_Provided text_.
• • • •
Well, my St. Patrick's Day really started on the prior day, March 16, as my daughter was in town.  We always have corned beef and I hadn't secured one, so after work (lawyers, you should be aware, often work six days a week. . . at least I do) I went to get one.

Usually, this isn't a problem, but it was on Saturday and I ended up getting one at a specialty butcher shop after going to three of them, which is a nice thing to think of in a way.  Distributism saved the holiday.

I now also have a corned pork butt, or corned pork roast, I'll have to look at the label, from the second one I visited, that visit being due to the recommendation of the first. They were really friendly at all of them, and at that one they insisted I try the corned pork, which they had just cooked one of for themselves.

It was quite good, much like pastrami.
• • • •
_Data to examine_.
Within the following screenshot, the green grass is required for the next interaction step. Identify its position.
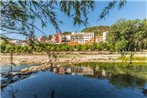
[116,56,147,61]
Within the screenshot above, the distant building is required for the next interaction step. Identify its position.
[103,31,108,42]
[37,36,47,43]
[71,32,95,44]
[51,33,62,43]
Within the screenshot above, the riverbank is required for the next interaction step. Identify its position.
[0,52,147,65]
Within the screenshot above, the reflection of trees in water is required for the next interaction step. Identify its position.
[6,85,19,98]
[109,74,147,88]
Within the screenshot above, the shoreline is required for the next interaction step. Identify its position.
[0,53,147,65]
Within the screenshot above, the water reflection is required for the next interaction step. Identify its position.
[2,65,147,98]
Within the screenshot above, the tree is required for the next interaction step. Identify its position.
[108,19,147,51]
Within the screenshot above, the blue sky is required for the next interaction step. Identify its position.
[36,0,147,36]
[5,0,147,38]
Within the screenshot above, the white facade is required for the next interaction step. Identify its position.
[103,31,108,42]
[71,32,94,44]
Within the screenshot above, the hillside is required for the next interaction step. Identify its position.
[81,26,109,36]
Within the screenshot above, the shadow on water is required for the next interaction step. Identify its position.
[2,64,147,98]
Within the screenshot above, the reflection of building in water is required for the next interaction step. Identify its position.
[55,66,94,75]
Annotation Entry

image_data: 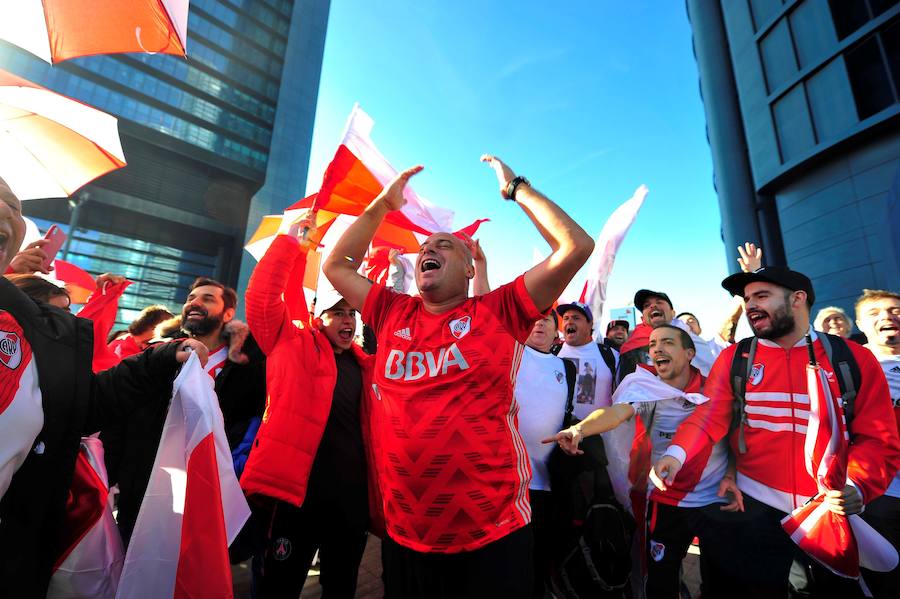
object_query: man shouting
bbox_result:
[324,156,594,597]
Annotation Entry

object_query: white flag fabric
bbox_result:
[116,355,250,599]
[47,437,125,599]
[602,367,709,511]
[580,185,650,342]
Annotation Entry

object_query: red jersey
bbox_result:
[362,276,541,553]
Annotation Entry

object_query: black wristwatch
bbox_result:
[503,177,531,200]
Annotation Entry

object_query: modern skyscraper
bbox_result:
[0,0,330,322]
[686,0,900,308]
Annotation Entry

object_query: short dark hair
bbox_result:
[675,312,700,323]
[188,277,237,310]
[653,324,697,352]
[6,274,69,304]
[128,304,172,335]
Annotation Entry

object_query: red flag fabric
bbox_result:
[117,355,250,599]
[781,354,898,578]
[76,281,131,372]
[53,258,97,304]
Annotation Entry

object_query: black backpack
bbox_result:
[731,331,862,453]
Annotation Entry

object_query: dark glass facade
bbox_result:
[687,0,900,308]
[0,0,329,322]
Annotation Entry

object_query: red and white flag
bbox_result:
[579,185,650,341]
[781,338,898,588]
[116,356,250,599]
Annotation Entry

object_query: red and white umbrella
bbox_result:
[0,67,125,200]
[0,0,189,64]
[781,336,898,578]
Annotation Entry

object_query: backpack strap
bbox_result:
[816,331,862,437]
[560,358,578,429]
[597,343,616,380]
[731,337,758,453]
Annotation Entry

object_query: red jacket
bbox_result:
[241,235,384,534]
[667,333,900,512]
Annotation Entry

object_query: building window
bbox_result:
[845,32,897,120]
[790,0,837,68]
[806,56,859,143]
[772,84,816,162]
[759,19,797,93]
[750,0,784,31]
[828,0,900,40]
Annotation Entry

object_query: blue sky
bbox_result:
[308,0,744,335]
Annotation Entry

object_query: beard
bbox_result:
[750,305,797,340]
[181,312,222,337]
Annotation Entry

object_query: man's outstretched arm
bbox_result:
[481,155,594,310]
[322,166,422,310]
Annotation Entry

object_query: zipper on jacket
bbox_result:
[787,348,808,509]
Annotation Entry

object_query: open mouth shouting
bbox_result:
[653,353,672,370]
[184,307,209,320]
[747,310,769,330]
[419,257,442,272]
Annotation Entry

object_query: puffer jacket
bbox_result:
[241,235,384,535]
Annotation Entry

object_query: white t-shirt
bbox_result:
[865,345,900,497]
[515,347,569,491]
[0,311,44,508]
[559,341,619,420]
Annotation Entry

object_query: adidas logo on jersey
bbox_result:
[384,343,469,381]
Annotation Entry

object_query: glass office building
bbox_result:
[0,0,329,322]
[687,0,900,308]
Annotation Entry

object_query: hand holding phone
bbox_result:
[41,225,66,271]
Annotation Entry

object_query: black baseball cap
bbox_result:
[606,320,631,333]
[722,266,816,306]
[634,289,672,312]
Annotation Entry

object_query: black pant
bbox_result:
[646,501,733,599]
[253,502,368,599]
[381,525,534,599]
[701,493,863,599]
[862,495,900,599]
[528,489,560,599]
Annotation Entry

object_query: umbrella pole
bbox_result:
[806,335,816,366]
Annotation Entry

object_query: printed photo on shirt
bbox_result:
[574,359,597,404]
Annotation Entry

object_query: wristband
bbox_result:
[503,176,531,201]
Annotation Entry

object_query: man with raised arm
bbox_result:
[324,156,593,597]
[650,266,900,598]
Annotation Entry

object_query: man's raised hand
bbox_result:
[738,241,762,272]
[375,164,425,211]
[9,239,50,275]
[650,455,681,491]
[481,154,516,199]
[541,426,584,455]
[175,339,209,366]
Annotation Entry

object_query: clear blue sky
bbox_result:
[308,0,740,335]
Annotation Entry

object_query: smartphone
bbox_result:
[41,225,66,269]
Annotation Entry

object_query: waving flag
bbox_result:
[781,336,898,578]
[312,104,453,235]
[116,355,250,599]
[579,185,650,341]
[76,281,131,372]
[47,437,125,599]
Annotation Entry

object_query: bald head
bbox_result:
[416,233,475,303]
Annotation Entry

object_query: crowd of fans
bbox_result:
[0,156,900,598]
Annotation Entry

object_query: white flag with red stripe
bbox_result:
[579,185,650,341]
[116,355,250,599]
[781,356,898,588]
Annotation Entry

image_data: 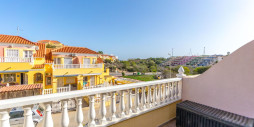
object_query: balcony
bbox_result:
[54,64,102,69]
[0,78,182,127]
[0,57,34,63]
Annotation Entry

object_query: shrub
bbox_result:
[193,66,210,74]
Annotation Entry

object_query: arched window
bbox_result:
[34,73,43,83]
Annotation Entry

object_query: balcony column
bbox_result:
[101,93,107,124]
[175,82,179,99]
[111,92,116,121]
[158,84,162,104]
[43,103,53,127]
[135,88,140,113]
[147,86,153,108]
[164,83,168,103]
[128,89,132,115]
[141,86,146,110]
[61,100,70,127]
[153,85,158,106]
[89,95,96,127]
[76,98,83,127]
[168,83,172,101]
[120,90,125,118]
[171,83,175,100]
[0,110,10,127]
[23,105,34,127]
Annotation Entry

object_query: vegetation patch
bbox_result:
[123,75,157,81]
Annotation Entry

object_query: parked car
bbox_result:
[10,105,43,126]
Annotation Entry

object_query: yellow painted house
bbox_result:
[0,35,112,93]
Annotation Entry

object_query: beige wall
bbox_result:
[182,41,254,118]
[111,101,181,127]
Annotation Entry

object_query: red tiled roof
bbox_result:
[0,84,42,93]
[34,43,46,57]
[53,46,98,54]
[0,34,35,45]
[32,64,44,69]
[97,57,103,64]
[38,40,62,44]
[45,49,53,63]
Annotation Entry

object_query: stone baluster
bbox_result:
[171,83,175,100]
[135,88,140,113]
[43,103,54,127]
[23,105,34,127]
[0,110,10,127]
[111,92,116,121]
[76,98,83,127]
[128,89,132,115]
[164,83,168,103]
[158,84,162,104]
[147,86,153,108]
[89,95,96,127]
[153,85,158,106]
[161,83,166,102]
[175,82,179,99]
[141,86,146,110]
[120,90,125,118]
[61,100,69,127]
[101,93,107,124]
[168,83,171,101]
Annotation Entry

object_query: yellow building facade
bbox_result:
[0,35,112,93]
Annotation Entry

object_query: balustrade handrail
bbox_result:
[0,57,34,63]
[0,78,182,110]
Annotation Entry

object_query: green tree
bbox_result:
[193,66,211,74]
[98,51,103,54]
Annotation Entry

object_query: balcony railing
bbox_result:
[0,78,182,127]
[0,57,34,63]
[54,64,102,69]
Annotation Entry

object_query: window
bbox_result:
[93,58,96,64]
[83,58,90,64]
[6,49,19,57]
[54,58,61,64]
[35,73,43,82]
[24,50,33,58]
[4,74,16,82]
[66,77,75,84]
[64,58,72,64]
[46,77,51,85]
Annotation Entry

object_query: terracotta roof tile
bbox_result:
[45,49,53,63]
[53,46,98,54]
[34,43,46,57]
[0,34,35,45]
[97,57,103,64]
[32,64,45,69]
[38,40,62,44]
[0,84,42,93]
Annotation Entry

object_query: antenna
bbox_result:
[203,47,205,55]
[189,49,192,56]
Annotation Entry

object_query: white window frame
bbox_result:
[3,73,17,83]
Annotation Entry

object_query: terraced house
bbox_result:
[0,35,111,96]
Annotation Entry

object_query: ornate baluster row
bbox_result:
[0,81,181,127]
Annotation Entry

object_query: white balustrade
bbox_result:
[101,93,107,124]
[76,98,84,127]
[0,57,34,63]
[61,100,69,127]
[54,64,103,69]
[0,78,182,127]
[23,106,34,127]
[128,89,132,115]
[42,89,53,95]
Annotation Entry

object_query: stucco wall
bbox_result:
[110,101,181,127]
[182,41,254,118]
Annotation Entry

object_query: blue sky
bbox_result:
[0,0,254,59]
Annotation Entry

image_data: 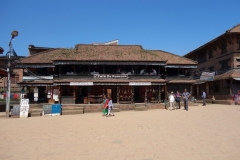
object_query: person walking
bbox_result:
[182,89,190,111]
[234,94,238,105]
[202,91,206,106]
[103,95,108,116]
[107,97,114,117]
[175,91,181,109]
[169,92,175,111]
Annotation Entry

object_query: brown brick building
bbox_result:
[184,25,240,101]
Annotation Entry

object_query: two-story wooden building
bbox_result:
[17,40,197,109]
[184,25,240,100]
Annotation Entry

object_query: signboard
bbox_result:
[93,74,128,79]
[34,87,38,101]
[11,105,20,118]
[43,105,52,115]
[20,105,29,117]
[23,76,53,80]
[53,89,59,101]
[70,82,93,86]
[129,82,151,86]
[200,72,215,81]
[20,99,29,117]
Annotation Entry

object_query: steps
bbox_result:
[134,104,147,111]
[62,106,84,115]
[28,104,43,117]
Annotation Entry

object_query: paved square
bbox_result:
[0,105,240,160]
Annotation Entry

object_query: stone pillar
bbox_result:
[144,87,147,103]
[131,86,135,103]
[197,84,199,98]
[164,85,168,99]
[87,87,90,104]
[158,85,162,103]
[117,86,120,104]
[205,82,209,96]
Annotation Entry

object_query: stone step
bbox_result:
[62,107,84,111]
[113,107,120,112]
[29,108,43,113]
[62,110,84,115]
[30,112,42,117]
[135,106,147,111]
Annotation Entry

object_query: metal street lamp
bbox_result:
[0,47,4,54]
[6,30,18,117]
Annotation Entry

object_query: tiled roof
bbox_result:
[227,24,240,33]
[152,50,197,65]
[22,44,169,63]
[167,80,196,83]
[17,80,53,84]
[232,69,240,78]
[184,24,240,57]
[54,79,166,83]
[214,69,240,80]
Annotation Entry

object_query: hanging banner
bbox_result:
[20,99,29,118]
[93,74,128,79]
[200,72,215,81]
[70,82,93,86]
[129,82,151,86]
[53,89,59,101]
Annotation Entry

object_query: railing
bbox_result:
[54,74,192,80]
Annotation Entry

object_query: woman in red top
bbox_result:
[103,95,108,116]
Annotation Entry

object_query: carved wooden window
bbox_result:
[219,58,231,70]
[221,43,227,54]
[198,52,207,63]
[208,49,213,59]
[237,37,240,49]
[208,66,214,72]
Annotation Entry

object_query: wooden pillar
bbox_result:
[58,65,62,75]
[131,86,135,103]
[158,65,161,75]
[88,87,90,104]
[164,85,168,100]
[144,87,147,103]
[58,86,62,104]
[103,87,106,96]
[197,84,199,98]
[158,85,162,103]
[117,86,120,104]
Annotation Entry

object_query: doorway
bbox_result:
[134,87,145,103]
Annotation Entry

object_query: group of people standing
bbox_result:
[168,89,190,111]
[103,96,114,117]
[168,89,206,111]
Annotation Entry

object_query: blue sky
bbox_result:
[0,0,240,56]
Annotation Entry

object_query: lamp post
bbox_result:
[6,30,18,117]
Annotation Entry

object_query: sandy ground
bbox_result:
[0,104,240,160]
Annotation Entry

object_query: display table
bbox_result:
[61,96,75,104]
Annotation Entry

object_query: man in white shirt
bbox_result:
[152,68,157,75]
[169,92,175,111]
[202,91,206,106]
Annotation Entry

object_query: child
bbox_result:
[107,97,114,117]
[169,92,175,111]
[103,96,108,116]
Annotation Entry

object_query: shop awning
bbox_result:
[193,82,205,85]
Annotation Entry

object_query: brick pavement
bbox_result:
[0,105,240,160]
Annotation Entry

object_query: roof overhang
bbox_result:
[233,78,240,81]
[53,61,166,66]
[15,64,55,68]
[164,64,197,68]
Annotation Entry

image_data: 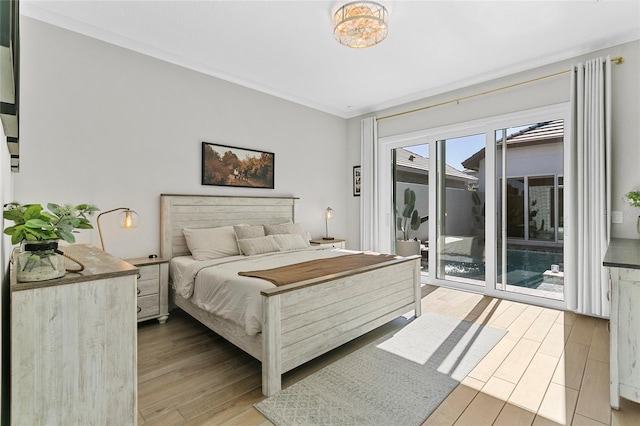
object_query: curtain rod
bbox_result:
[377,56,624,121]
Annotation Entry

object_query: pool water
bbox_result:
[438,249,563,288]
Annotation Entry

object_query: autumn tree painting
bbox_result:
[202,142,274,189]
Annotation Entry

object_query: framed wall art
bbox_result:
[353,166,362,197]
[202,142,275,189]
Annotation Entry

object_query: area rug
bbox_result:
[255,313,505,426]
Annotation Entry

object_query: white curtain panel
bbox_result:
[565,57,611,317]
[360,117,378,251]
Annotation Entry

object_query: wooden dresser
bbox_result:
[10,244,138,425]
[603,238,640,409]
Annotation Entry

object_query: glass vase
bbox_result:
[15,240,65,282]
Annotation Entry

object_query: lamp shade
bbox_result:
[118,209,140,229]
[322,207,333,240]
[96,207,140,250]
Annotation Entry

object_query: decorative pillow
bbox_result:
[264,223,309,247]
[182,226,240,260]
[233,225,265,240]
[238,235,280,256]
[271,234,308,251]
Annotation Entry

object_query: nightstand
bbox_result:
[126,257,169,324]
[309,238,346,249]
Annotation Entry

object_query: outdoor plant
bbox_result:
[396,188,429,241]
[3,201,100,244]
[623,191,640,207]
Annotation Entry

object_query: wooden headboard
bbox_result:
[160,194,297,259]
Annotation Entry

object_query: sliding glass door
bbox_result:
[494,120,564,301]
[380,106,567,307]
[430,134,486,287]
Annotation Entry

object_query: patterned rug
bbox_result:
[255,313,505,426]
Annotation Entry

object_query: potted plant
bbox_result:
[396,188,429,256]
[3,202,99,282]
[623,191,640,234]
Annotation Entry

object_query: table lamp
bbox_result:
[322,207,334,240]
[96,207,140,250]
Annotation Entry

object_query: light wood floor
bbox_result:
[138,286,640,426]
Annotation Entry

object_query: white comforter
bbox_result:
[171,247,354,336]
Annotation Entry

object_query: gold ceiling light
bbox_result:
[333,1,389,49]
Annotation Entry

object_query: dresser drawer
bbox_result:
[127,256,169,324]
[619,268,640,281]
[138,280,160,297]
[138,265,160,281]
[137,294,160,318]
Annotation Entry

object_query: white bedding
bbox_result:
[170,247,354,336]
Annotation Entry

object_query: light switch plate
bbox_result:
[611,210,623,223]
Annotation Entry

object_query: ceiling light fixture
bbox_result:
[333,1,389,49]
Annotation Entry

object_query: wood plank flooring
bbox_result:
[138,286,640,426]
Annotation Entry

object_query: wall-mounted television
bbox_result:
[0,0,20,172]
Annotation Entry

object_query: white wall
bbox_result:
[15,17,350,258]
[0,121,13,419]
[347,41,640,243]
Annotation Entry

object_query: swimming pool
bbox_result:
[432,249,564,288]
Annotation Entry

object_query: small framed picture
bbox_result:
[202,142,274,189]
[353,166,362,197]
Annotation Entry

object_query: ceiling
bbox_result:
[20,0,640,118]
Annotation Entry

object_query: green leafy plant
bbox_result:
[3,201,100,244]
[623,191,640,207]
[396,188,429,241]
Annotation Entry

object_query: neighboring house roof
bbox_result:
[396,148,478,182]
[462,120,564,170]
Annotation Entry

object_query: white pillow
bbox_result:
[238,235,280,256]
[264,223,310,247]
[233,225,265,240]
[182,226,240,260]
[272,234,308,251]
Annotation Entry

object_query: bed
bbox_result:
[160,194,421,396]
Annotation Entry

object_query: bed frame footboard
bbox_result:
[262,256,421,396]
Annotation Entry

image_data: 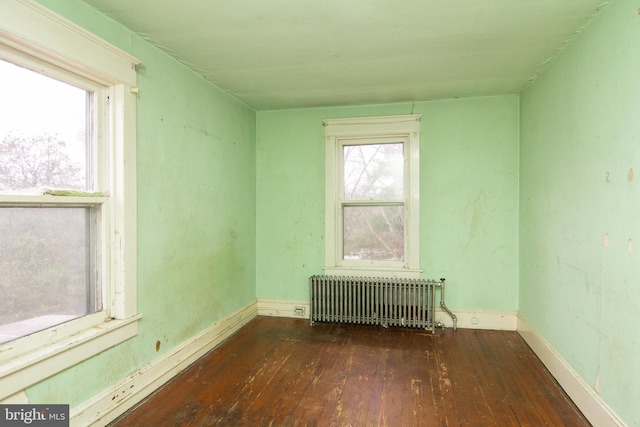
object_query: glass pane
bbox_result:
[343,206,404,261]
[343,143,404,200]
[0,60,91,191]
[0,207,97,342]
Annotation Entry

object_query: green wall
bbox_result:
[519,0,640,425]
[256,95,519,310]
[27,0,256,407]
[22,0,640,425]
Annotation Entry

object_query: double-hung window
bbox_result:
[0,0,140,401]
[324,115,420,277]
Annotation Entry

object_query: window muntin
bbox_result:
[341,138,405,200]
[339,138,406,263]
[0,206,97,343]
[0,59,94,192]
[323,115,421,277]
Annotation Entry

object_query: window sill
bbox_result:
[0,314,142,401]
[323,266,422,279]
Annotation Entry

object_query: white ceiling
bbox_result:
[79,0,606,110]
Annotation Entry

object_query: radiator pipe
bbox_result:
[440,277,458,331]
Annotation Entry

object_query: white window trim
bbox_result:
[323,114,422,278]
[0,0,141,401]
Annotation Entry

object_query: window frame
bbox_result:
[0,0,141,401]
[323,114,422,278]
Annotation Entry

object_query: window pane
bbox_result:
[0,207,98,342]
[0,60,92,191]
[343,206,404,261]
[343,143,404,200]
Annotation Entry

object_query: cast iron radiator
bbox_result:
[309,275,457,333]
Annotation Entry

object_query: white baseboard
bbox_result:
[517,314,625,427]
[258,299,309,319]
[70,301,258,426]
[258,299,518,331]
[436,307,518,331]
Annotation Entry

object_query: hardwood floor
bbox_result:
[111,317,590,427]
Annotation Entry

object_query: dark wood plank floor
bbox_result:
[112,317,589,427]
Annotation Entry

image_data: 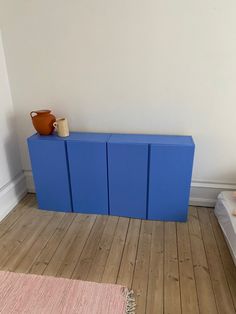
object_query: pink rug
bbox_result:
[0,271,135,314]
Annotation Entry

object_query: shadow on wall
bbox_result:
[1,112,26,198]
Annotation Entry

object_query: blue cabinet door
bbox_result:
[148,145,194,221]
[67,138,108,214]
[108,141,148,219]
[28,135,72,212]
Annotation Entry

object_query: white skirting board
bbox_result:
[0,172,27,221]
[24,170,236,207]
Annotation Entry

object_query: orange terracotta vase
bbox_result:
[30,110,56,135]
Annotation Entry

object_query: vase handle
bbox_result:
[30,111,37,118]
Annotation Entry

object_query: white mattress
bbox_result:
[215,191,236,266]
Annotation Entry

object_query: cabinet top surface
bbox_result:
[29,132,111,142]
[109,134,194,145]
[28,132,194,145]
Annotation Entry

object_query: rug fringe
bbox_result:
[123,288,136,314]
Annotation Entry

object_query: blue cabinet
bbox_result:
[28,132,194,221]
[67,133,110,215]
[148,139,194,221]
[108,135,148,219]
[28,135,72,212]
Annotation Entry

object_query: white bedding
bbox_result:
[215,191,236,266]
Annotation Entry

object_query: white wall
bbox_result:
[0,0,236,205]
[0,32,26,220]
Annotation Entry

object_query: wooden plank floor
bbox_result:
[0,194,236,314]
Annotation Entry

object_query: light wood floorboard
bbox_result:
[0,194,236,314]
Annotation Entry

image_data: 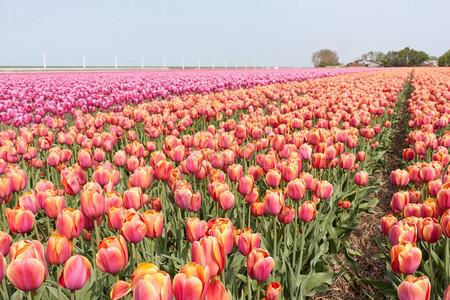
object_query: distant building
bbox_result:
[347,59,383,68]
[420,58,438,67]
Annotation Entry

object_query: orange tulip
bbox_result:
[442,284,450,300]
[186,218,207,243]
[0,253,6,281]
[266,281,281,300]
[206,218,234,255]
[247,248,275,282]
[206,277,231,300]
[5,207,34,233]
[397,275,431,300]
[263,190,284,216]
[417,218,442,243]
[95,235,128,274]
[380,214,397,235]
[80,182,106,218]
[238,175,255,195]
[287,179,306,200]
[58,254,91,291]
[120,209,147,244]
[391,169,409,186]
[6,241,48,291]
[298,201,316,223]
[173,263,211,300]
[266,169,281,188]
[123,187,144,210]
[192,236,226,277]
[56,208,83,239]
[0,231,12,256]
[237,230,261,256]
[142,210,164,239]
[390,242,422,274]
[133,270,173,300]
[78,149,93,169]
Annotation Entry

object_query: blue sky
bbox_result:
[0,0,450,66]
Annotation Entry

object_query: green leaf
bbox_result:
[300,272,335,296]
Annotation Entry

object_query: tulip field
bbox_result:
[0,68,450,300]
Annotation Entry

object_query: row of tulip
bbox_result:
[0,69,376,126]
[0,69,410,299]
[380,69,450,300]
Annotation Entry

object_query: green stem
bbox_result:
[243,195,246,229]
[56,265,62,299]
[30,290,39,300]
[2,278,9,299]
[273,216,278,277]
[283,224,289,260]
[94,218,100,245]
[256,281,260,300]
[248,204,252,228]
[130,243,136,271]
[91,236,97,285]
[297,222,305,299]
[150,239,155,264]
[291,201,298,266]
[247,274,251,300]
[445,237,450,286]
[428,243,434,285]
[45,217,53,235]
[0,203,8,232]
[33,222,40,241]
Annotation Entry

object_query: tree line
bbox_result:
[312,47,450,68]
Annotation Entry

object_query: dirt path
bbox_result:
[311,83,408,300]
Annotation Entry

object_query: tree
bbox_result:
[361,51,384,62]
[381,47,430,67]
[312,49,339,68]
[438,50,450,67]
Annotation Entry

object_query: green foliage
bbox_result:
[381,47,430,67]
[361,51,385,62]
[438,50,450,67]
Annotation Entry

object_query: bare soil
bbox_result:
[310,98,408,300]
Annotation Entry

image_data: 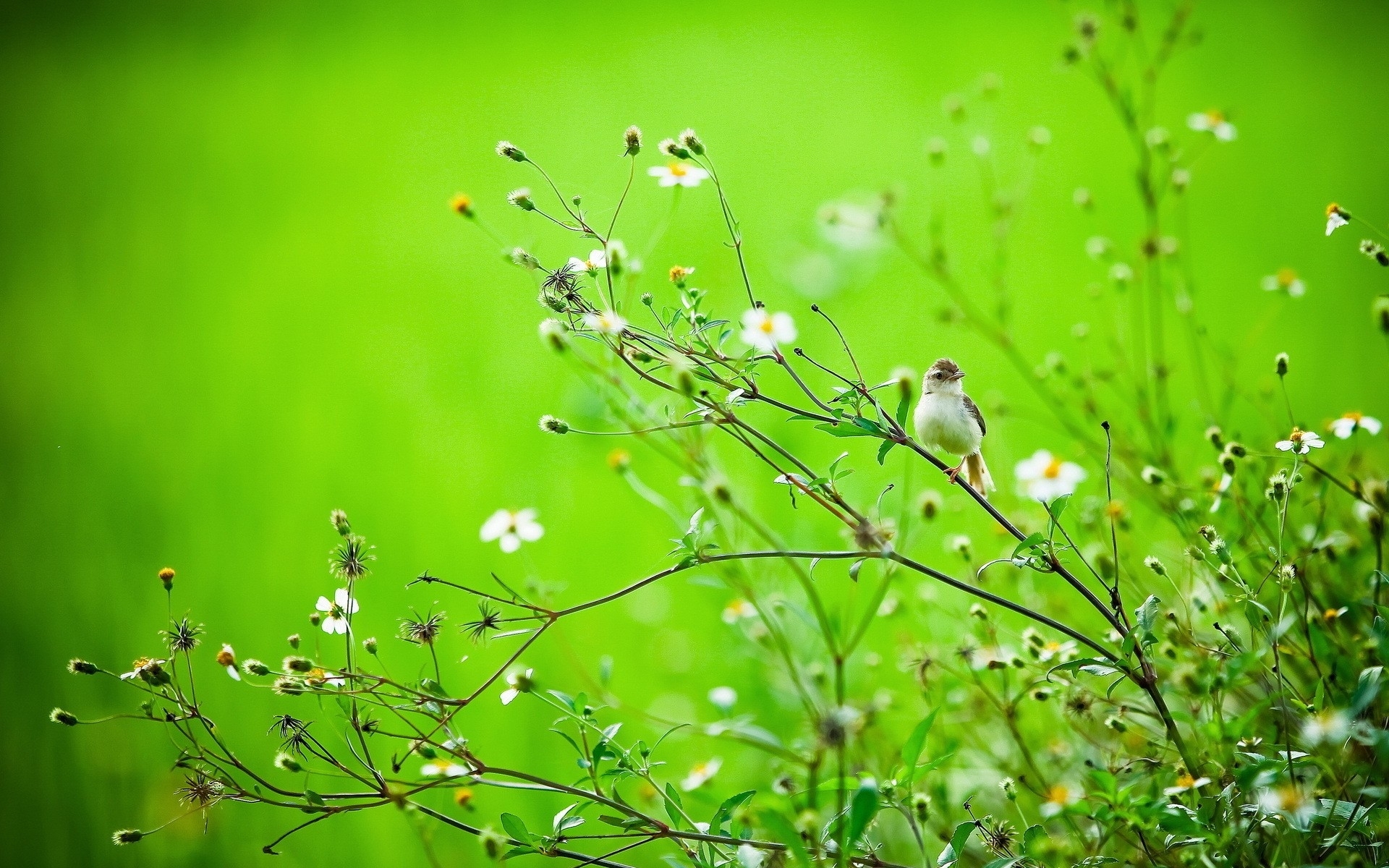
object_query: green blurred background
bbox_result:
[0,0,1389,865]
• • • •
_Questions_.
1 - In the St. Patrick's Day account, why does the narrator end up at the second butcher shop? Answer in one to three sentences.
2 - Carry on the St. Patrick's Day account from its last sentence, in the same first-person voice.
None of the material is needed for these tasks.

_Answers_.
1 - The narrator went to the second shop because the first shop recommended it. The first one evidently couldn't supply a corned beef, since the narrator only got one after trying three shops.

2 -
Long-suffering spouse informed me that while she doesn't like corned beef (her DNA, I'd note, is almost as Irish as mine, but not quite) she hates pastrami.

Anyhow, I also went to the liquor store to buy stout and Irish whiskey.  I got the last six-pack of Guinness and some Irish ale I'd never heard of.

Which made me wonder what on earth was going on.  To see the shelves cleared that way was downright weird. And all the parking lots all over town were full.

I chose the liquor store as it was near one of the churches in town, and it gave me the opportunity to go to confession.  They informed me in the store, which was new, that the parking lot was full as their bar had just opened, and it was packed. That surprised me as it was about 1:00 p.m. which strikes me as really early to hit the bars.

I went to confession, as noted, and was right behind my next store neighbors.  I avail myself of the sacrament frequently, so I was comfortable speaking to my neighbor while in line.  I know what my sins and many failings are.  The very traditionally dressed women behind me in line, however, was clearly not happy with us chatting. Anyhow, it's odd as we live right next store, but we don't actually chat all that much.

Long suffering spouse is a better chatter than I am.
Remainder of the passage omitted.